Go through the entries and set each one down exactly.

[Opening Material supplied section]

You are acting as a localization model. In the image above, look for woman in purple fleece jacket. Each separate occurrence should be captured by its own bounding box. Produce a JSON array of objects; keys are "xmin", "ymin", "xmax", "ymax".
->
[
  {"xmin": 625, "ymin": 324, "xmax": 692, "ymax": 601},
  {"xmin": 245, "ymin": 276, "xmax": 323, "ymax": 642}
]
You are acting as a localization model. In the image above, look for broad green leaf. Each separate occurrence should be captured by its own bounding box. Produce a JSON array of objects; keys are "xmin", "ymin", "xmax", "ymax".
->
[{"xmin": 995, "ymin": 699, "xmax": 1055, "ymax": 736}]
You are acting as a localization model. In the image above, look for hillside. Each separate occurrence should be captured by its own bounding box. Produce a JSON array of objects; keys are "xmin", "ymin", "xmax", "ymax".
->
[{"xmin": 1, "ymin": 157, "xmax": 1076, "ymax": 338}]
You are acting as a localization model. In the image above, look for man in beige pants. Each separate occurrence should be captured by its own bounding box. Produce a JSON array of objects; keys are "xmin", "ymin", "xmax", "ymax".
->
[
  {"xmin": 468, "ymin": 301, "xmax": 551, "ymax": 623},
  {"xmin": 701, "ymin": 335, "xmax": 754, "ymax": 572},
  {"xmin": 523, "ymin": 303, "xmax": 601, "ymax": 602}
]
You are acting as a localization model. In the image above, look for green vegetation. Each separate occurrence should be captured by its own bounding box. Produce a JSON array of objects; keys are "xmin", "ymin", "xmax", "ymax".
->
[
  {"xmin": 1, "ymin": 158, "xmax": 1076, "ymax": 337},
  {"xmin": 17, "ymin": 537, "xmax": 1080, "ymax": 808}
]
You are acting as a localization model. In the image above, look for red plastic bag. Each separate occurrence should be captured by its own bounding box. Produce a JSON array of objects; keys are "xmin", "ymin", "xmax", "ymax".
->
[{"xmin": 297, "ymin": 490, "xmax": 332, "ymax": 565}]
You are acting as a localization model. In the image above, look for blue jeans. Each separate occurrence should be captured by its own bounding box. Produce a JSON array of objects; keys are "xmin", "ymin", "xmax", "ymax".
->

[Closing Material supplied section]

• The answer:
You are acting as a localization model. In the image above, look for woman in purple fleece jacket. Each separate occurrence should be captured by its own bounding box. Produce a JSON array of objects; keys are "xmin", "ymin", "xmax", "ymax".
->
[
  {"xmin": 625, "ymin": 324, "xmax": 692, "ymax": 601},
  {"xmin": 245, "ymin": 276, "xmax": 323, "ymax": 642}
]
You are acting as a localization model. In the image above, look for broad green leaf. Each separate occurrence should be captured by its own bounding box. Produce a JSON array of objects; keys are "xmin", "ymin", "xmax", "ymax".
->
[{"xmin": 995, "ymin": 699, "xmax": 1055, "ymax": 736}]
You are acting as a localization model. In the image above, look for hillside. Each separate occurrence should be captured by its own bounding box. Produce a JSON array of objects; keys are "xmin", "ymin", "xmax", "ymax".
->
[{"xmin": 1, "ymin": 157, "xmax": 1076, "ymax": 338}]
You are acting as a localization model. In the image above, look for man in beige pants. Each separate occurrence should be captured by its own bounding box. Produce a JSON array of objects; keys are "xmin", "ymin", "xmax", "ymax".
->
[
  {"xmin": 468, "ymin": 301, "xmax": 551, "ymax": 623},
  {"xmin": 701, "ymin": 335, "xmax": 754, "ymax": 572},
  {"xmin": 523, "ymin": 303, "xmax": 601, "ymax": 602}
]
You are acting as a localization model. In the image above, look for green vegetation. Each separate occurrence should be captured by its own bounding box. Produce a JSON array of objects; keys are "xmin", "ymin", "xmax", "ymax".
->
[
  {"xmin": 1, "ymin": 158, "xmax": 1076, "ymax": 337},
  {"xmin": 17, "ymin": 537, "xmax": 1080, "ymax": 808}
]
You are acting as a localization model. In the image above, look for red plastic bag. Each separate occurrence should be captured by its own bounding box. Produce a JSON array of objects; keys are "xmin", "ymin", "xmax", "ymax".
->
[{"xmin": 297, "ymin": 490, "xmax": 332, "ymax": 565}]
You are acting as a localization model. In the image above, look for blue jeans. Each separate occurrence should be captured by its own bounding box. Produce a JSON array of objects; keys are "xmin", "ymin", "xmax", "ymax".
->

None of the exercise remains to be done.